§ **WHAT YOU SHOULD DO**
A faithful transcription of the entries below is required.
[[ DATA PROVIDED, beginning ]]
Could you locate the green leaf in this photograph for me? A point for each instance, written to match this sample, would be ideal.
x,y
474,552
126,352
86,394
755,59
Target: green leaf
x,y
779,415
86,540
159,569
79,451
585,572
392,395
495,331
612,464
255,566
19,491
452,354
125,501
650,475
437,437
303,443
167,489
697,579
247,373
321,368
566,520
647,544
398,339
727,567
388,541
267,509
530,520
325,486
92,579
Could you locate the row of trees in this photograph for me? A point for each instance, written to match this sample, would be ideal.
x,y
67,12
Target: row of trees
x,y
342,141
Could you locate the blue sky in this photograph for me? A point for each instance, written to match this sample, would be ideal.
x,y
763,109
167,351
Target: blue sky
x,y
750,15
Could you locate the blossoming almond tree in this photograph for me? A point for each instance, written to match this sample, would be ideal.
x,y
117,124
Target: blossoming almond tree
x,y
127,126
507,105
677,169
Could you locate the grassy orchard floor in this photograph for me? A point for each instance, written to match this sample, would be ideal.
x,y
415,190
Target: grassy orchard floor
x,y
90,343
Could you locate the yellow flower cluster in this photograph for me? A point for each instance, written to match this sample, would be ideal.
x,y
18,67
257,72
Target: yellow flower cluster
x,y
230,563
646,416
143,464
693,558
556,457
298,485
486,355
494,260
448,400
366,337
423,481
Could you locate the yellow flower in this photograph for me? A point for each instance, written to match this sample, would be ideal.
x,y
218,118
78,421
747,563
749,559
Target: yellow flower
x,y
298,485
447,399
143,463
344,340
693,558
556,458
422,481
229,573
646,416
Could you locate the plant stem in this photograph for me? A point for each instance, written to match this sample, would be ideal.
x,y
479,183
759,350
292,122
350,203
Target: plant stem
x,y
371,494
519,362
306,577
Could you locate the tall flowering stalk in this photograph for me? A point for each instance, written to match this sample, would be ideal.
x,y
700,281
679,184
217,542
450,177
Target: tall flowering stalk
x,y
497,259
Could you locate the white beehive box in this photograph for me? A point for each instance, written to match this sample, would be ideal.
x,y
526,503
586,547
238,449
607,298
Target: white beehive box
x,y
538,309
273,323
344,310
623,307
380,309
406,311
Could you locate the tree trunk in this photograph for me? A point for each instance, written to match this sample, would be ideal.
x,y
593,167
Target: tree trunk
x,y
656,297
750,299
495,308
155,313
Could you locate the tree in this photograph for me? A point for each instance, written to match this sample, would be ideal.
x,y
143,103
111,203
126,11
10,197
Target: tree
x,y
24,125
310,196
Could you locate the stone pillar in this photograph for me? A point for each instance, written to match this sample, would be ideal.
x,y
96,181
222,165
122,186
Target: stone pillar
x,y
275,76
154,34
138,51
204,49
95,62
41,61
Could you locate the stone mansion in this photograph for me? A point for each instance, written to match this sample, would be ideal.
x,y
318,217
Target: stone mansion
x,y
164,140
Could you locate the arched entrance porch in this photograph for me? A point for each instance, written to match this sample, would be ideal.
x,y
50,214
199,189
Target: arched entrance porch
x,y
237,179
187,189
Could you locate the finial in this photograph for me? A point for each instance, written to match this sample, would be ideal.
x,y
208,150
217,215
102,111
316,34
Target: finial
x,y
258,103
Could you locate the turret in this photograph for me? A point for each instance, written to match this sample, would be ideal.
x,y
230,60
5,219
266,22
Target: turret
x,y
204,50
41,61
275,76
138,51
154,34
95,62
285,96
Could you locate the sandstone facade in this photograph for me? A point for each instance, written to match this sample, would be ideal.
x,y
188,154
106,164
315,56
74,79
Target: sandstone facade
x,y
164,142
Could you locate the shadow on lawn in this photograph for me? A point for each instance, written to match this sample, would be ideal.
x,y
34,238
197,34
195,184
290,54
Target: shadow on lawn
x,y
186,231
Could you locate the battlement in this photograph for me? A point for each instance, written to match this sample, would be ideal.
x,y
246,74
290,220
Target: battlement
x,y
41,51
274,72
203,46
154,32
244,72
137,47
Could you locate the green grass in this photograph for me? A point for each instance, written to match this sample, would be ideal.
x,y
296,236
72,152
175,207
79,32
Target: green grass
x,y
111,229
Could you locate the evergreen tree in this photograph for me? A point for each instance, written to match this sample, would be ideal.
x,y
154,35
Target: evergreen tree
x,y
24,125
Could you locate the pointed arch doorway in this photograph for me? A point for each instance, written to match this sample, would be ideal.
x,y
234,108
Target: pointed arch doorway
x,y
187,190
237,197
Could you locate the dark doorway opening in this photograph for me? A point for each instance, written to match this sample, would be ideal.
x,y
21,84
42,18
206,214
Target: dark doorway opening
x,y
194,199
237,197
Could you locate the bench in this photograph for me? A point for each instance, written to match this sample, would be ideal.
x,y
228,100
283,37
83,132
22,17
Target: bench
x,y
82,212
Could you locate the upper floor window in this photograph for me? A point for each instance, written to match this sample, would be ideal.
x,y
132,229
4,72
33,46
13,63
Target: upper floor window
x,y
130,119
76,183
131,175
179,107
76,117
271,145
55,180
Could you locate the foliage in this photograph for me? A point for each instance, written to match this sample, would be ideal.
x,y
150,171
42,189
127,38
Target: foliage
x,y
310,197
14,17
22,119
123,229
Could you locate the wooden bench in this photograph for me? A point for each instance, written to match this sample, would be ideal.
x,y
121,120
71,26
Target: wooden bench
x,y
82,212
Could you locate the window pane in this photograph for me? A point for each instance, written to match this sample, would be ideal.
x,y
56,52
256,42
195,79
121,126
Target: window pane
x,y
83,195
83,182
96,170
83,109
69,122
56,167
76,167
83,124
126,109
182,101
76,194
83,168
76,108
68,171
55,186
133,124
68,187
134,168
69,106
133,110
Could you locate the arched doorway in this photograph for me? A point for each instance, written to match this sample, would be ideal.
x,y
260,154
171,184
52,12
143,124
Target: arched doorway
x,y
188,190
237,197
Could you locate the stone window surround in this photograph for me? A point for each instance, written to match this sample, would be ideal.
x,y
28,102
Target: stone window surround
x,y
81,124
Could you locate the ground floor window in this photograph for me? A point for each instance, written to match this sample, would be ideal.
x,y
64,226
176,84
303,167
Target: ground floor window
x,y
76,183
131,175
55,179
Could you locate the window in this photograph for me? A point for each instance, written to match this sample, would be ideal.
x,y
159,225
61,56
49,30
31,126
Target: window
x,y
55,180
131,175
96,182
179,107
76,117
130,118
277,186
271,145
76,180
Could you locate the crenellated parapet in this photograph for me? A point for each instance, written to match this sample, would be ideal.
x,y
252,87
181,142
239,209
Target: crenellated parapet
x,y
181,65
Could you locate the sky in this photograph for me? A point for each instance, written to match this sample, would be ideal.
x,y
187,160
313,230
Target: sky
[[ DATA PROVIDED, end ]]
§ **COMPLETED TASK**
Could you locate the green leaf in this photograph for me? A point for each instance, written to match this sample, would be ideal.
x,y
474,552
126,352
86,394
755,59
Target: green leaf
x,y
779,415
86,540
159,569
79,451
585,572
392,395
495,331
612,464
255,566
19,491
452,354
125,501
650,475
437,437
303,443
167,489
697,579
247,373
321,368
566,520
647,544
398,339
727,567
388,541
267,509
530,520
325,486
92,579
Could you locate the row of trees in this photograph for me? A point for each instance, written to match this sample, would be ideal.
x,y
67,12
Target: row of trees
x,y
342,141
Could you locate the blue sky in this photograph for me? A point for each instance, written to match this sample, would be ideal.
x,y
763,109
167,351
Target: blue sky
x,y
750,15
Could you locate the blossoming almond tree in this photograph for me? A point for each instance, written to match this sample, would be ideal.
x,y
117,124
Target: blossoming almond tree
x,y
127,126
507,105
677,169
Could you locate the grassy orchard floor in this photograph for me? A point for each instance, written to match this sample, would be ideal.
x,y
415,190
Target: grassy orchard floor
x,y
90,343
Could you locate the yellow flower cluster in this photograph for me? A point for each instance, written to match this sample, would be ideal.
x,y
18,67
257,72
Target: yellow flower cluster
x,y
230,563
646,416
143,464
693,558
556,457
298,485
486,355
494,260
448,400
366,337
423,481
Could you locate the yellow flower in this photograph for me? A point for each instance, written to match this sample, would be ideal.
x,y
218,118
78,421
747,563
749,559
Target: yellow flower
x,y
298,485
447,399
143,463
344,340
693,558
556,458
422,481
229,573
646,416
Could you locate the plant stem in this photograph for me? A point for each instance, written to match this sample, would be ideal.
x,y
479,183
759,350
292,122
350,203
Target: plant stem
x,y
371,494
519,362
306,577
Could you locate the tall flowering stalk in this photograph for me? A point for each instance, written to match this sample, would be ideal.
x,y
700,281
679,184
217,542
450,177
Target: tall flowering stalk
x,y
497,259
Could you locate the white beehive box in this photograph for me? A point for each instance, written to match this sample, would be ideal.
x,y
526,503
586,547
238,449
607,298
Target: white beehive box
x,y
538,309
273,323
344,310
623,307
380,309
406,311
Could you locate the tree trunk in this photograph for me? A point for each instance, written to match this sample, would be ideal.
x,y
593,167
Target: tree trunk
x,y
656,297
750,299
495,308
155,313
Could you locate the tree in this photograph for me? A point for each instance, written to match this sample, would be ideal.
x,y
143,103
111,203
126,11
10,197
Target: tree
x,y
24,125
310,196
Could you locate the stone pillar in this photograph for me? A point for each instance, written to match this sample, would be ideal.
x,y
96,181
222,165
122,186
Target: stone pillar
x,y
275,76
154,34
138,51
204,49
95,62
41,61
Could you locate the stone mansion in this photograph for me? A point for each instance, written to match this sample, would be ideal.
x,y
318,217
Target: stone mansion
x,y
164,140
Could you locate the arched entrance porch in this photograph for me? A point for each instance, written to match this sample, would be ideal.
x,y
50,214
199,189
Target: arched entrance porch
x,y
237,179
187,189
Could you locate the finial in this photograph for me? A point for each instance, written to match this sample, would be ideal.
x,y
208,150
217,215
102,111
316,34
Target: finial
x,y
258,103
Could you locate the turret in this photograph for me? A point for each instance, written to match this sample, would be ideal.
x,y
230,60
5,219
266,22
Target: turret
x,y
204,50
41,61
275,76
138,51
154,34
95,62
285,96
Could you locate the sandstone facade in this photograph for me? A point for each instance, written to match this sample, would be ideal.
x,y
188,154
106,164
315,56
74,79
Target: sandstone facade
x,y
164,142
Could you locate the shadow on lawn in this photograph for me? A point for each instance, written to match this sample, would be ideal.
x,y
34,238
197,34
195,184
290,54
Target: shadow on lawn
x,y
186,231
Could you locate the battlement in this photograph for me? A point for each instance, written to match this sample, would be ideal.
x,y
246,74
290,220
Target: battlement
x,y
41,51
274,72
203,46
154,32
244,72
137,47
Could you locate the green grass in this photograph for me? A point for each instance, written to match this sample, would be ideal.
x,y
296,236
72,152
175,207
79,32
Target: green grass
x,y
111,229
Could you locate the evergreen tree in this photograph for me? A point for each instance, written to match this sample, would be ideal.
x,y
154,35
Target: evergreen tree
x,y
24,125
Could you locate the pointed arch doorway in this photograph for me? A point for each instance, written to match this sample, would be ideal.
x,y
234,108
Target: pointed arch doorway
x,y
187,190
237,197
Could you locate the dark doorway opening in this photograph for me? A point for each instance, written to match this sample, would be ideal.
x,y
21,84
42,18
206,214
Target: dark doorway opening
x,y
194,199
237,197
Could you locate the bench in this photograph for me? A point for each instance, written to match this sample, would be ideal.
x,y
228,100
283,37
83,132
22,17
Target: bench
x,y
82,212
Could you locate the upper floor window in this photograph for me? A point for each instance, written to match this sample, would be ideal.
x,y
132,229
4,72
33,46
13,63
Target: upper floor window
x,y
130,119
76,183
131,175
179,107
76,117
271,145
55,180
Could you locate the foliage in this photograph for me? A point for each instance, written to match this sample, would be ideal.
x,y
150,171
42,189
127,38
Target: foliage
x,y
310,197
14,17
22,119
123,229
Could you locate the wooden bench in this photograph for me? A point for each instance, written to match this sample, would be ideal.
x,y
121,120
71,26
Target: wooden bench
x,y
82,212
Could you locate the window pane in this photograph for me? A point for each instance, written to match this sample, would be ideal.
x,y
56,52
256,42
195,79
121,126
Target: window pane
x,y
83,195
83,182
96,170
83,109
69,122
56,167
76,167
83,124
126,109
182,101
76,194
83,168
76,108
68,171
55,186
133,124
68,187
134,168
69,106
133,110
Could you locate the arched doorway in this photograph for me? A point for each instance, written to match this sample, would be ideal.
x,y
260,154
171,184
52,12
143,124
Target: arched doorway
x,y
188,190
237,197
Could you locate the stone window surround in this photograph for me? A point for each instance, written to match this sample, would be ideal.
x,y
28,102
Target: stone window surround
x,y
81,124
Could you locate the ground floor window in this photograph for me? A point for each instance, written to match this sample, would be ideal.
x,y
64,226
176,84
303,167
Target: ground floor window
x,y
76,183
131,175
55,179
Could you locate the window in this photograph for me? A point for each instance, written to match this sample, would be ideal.
x,y
159,225
61,56
49,30
31,126
Target: window
x,y
55,180
131,175
96,182
179,107
76,117
130,118
277,186
271,145
76,180
Could you locate the crenellated parapet in this photograph for me? A point for each instance, written to match this sample, would be ideal.
x,y
252,87
181,142
239,209
Target: crenellated parapet
x,y
181,65
Could you locate the sky in this photograph for me? A point for each instance, written to match this sample, would be ideal.
x,y
187,160
313,230
Target: sky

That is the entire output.